_DATA FOR THE TASK_:

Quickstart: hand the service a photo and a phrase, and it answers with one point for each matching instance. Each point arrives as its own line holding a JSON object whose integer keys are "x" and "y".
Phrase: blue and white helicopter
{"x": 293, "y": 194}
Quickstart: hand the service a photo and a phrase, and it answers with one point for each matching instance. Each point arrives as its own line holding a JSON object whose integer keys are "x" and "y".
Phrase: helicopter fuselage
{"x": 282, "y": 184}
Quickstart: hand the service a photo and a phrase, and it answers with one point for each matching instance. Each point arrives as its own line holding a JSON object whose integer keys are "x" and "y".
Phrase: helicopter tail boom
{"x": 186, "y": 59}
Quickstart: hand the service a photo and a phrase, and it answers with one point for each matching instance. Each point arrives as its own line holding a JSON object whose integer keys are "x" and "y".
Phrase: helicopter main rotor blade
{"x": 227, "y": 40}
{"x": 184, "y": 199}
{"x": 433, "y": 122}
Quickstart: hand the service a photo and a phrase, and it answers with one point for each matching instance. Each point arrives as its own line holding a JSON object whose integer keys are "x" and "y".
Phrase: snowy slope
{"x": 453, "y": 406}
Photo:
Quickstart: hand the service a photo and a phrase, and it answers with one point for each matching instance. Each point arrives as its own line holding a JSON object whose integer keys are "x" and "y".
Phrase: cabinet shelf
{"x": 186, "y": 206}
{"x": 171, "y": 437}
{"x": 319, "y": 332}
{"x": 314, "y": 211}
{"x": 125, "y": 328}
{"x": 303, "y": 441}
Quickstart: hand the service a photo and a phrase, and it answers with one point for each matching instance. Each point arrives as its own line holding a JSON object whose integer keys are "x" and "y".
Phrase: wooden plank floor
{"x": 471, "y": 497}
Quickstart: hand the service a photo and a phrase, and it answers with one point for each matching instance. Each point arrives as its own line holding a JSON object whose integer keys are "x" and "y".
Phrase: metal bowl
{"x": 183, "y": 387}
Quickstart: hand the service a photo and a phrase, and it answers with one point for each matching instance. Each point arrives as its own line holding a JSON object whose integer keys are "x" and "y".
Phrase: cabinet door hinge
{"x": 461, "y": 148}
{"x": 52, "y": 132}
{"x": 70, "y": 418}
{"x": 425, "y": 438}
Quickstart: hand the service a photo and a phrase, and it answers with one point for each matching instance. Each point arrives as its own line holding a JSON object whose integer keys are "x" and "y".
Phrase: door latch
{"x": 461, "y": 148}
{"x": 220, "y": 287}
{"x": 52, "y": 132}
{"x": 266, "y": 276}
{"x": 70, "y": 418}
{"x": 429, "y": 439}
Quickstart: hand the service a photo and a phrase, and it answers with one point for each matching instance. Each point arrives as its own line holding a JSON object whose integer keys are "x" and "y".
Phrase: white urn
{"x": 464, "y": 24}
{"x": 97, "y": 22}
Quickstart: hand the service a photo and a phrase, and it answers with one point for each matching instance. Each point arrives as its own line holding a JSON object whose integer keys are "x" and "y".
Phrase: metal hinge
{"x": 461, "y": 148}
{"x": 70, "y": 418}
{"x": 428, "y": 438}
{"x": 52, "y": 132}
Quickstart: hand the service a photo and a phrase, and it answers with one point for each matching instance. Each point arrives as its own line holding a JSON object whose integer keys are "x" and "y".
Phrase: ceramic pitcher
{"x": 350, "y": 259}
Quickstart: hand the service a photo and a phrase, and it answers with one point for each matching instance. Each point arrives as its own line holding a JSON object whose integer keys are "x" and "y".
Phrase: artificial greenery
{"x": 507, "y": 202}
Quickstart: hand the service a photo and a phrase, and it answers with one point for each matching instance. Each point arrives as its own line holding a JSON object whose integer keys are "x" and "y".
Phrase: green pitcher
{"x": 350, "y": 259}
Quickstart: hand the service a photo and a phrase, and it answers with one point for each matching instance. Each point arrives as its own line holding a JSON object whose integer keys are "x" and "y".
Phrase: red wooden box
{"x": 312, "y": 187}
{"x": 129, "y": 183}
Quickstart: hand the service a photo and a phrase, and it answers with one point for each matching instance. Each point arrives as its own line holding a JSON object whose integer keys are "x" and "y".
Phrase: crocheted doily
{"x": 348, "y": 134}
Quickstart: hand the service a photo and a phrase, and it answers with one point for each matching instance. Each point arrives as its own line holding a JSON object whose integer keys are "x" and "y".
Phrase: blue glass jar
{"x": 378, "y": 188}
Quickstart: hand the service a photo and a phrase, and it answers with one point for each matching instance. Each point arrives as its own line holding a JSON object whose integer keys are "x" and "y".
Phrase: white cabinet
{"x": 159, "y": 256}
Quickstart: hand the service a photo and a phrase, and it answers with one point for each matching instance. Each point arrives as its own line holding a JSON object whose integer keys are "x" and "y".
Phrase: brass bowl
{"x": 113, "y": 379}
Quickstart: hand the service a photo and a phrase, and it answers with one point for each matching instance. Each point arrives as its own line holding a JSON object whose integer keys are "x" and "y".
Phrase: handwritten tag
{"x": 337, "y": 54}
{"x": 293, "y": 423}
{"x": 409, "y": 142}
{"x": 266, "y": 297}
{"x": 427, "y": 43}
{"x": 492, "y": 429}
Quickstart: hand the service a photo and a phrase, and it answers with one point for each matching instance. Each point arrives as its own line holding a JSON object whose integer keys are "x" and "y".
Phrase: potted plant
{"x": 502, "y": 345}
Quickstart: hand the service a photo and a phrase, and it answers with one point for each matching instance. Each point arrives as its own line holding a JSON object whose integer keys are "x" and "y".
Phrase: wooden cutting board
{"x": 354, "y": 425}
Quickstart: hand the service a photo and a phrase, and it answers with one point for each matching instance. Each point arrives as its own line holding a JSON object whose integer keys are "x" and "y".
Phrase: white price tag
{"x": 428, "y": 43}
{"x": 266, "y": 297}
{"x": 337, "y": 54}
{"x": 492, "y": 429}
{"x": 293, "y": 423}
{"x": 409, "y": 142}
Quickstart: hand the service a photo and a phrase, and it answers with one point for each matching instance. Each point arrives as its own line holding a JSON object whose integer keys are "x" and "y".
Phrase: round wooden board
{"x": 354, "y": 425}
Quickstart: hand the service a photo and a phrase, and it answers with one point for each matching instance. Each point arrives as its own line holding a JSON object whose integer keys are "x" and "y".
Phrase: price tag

_GIVEN REQUEST_: Gather every line in the items above that contains the string "metal" and copy each one in full.

_TASK OUTPUT_:
Phrase: metal bowl
Phrase: metal hinge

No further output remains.